> Exercise requirements:
Scale the items from the line containing "# locate swan head: put" through the end, rewriting every line, requests included, with each point coordinate in the answers multiplied by 2.45 and rounded to a whole number, halves up. Give only those lines.

> Record extracts:
--------------------

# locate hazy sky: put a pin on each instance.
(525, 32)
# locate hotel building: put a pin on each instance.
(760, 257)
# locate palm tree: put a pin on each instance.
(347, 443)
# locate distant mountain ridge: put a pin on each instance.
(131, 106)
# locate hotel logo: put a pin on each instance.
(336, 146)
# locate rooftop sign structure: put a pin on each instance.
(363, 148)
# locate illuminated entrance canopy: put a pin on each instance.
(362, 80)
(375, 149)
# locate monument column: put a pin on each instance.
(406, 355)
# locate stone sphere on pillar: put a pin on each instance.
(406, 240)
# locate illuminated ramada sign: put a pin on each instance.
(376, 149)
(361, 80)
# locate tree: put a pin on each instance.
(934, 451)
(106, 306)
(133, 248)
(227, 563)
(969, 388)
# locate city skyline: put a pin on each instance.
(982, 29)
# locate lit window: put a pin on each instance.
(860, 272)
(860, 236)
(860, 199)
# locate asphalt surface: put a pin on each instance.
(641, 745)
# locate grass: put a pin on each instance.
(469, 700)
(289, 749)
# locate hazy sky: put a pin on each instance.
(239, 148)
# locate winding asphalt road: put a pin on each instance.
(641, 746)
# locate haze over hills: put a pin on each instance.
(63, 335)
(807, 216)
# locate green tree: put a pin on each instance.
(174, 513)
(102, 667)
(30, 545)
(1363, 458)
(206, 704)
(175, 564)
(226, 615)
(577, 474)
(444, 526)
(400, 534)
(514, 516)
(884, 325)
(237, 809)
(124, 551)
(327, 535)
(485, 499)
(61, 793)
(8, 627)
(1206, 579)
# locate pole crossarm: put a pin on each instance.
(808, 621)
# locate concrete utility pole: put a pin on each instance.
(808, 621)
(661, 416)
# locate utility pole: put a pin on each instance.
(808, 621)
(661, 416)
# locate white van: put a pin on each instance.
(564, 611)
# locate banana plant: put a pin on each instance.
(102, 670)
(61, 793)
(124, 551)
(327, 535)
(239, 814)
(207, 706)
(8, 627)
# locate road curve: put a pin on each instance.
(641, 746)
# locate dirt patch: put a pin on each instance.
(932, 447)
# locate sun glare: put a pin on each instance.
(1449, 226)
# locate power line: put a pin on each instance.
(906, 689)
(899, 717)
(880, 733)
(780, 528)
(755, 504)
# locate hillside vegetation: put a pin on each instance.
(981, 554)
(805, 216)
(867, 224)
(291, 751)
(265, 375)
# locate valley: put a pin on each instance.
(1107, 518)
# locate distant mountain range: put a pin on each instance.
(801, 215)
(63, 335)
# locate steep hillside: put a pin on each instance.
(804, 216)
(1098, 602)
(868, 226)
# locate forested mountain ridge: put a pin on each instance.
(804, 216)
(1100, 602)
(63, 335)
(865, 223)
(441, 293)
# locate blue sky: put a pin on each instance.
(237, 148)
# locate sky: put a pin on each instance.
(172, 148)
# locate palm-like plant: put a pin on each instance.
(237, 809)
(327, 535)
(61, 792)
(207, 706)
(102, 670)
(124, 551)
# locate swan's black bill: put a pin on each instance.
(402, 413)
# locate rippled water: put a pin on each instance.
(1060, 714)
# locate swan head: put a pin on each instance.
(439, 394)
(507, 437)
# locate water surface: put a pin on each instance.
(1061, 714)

--------------------

> Task response:
# locate swan head: put a pin on each instance.
(1076, 965)
(1242, 1071)
# locate water surface: put a pin on each instance.
(2599, 1749)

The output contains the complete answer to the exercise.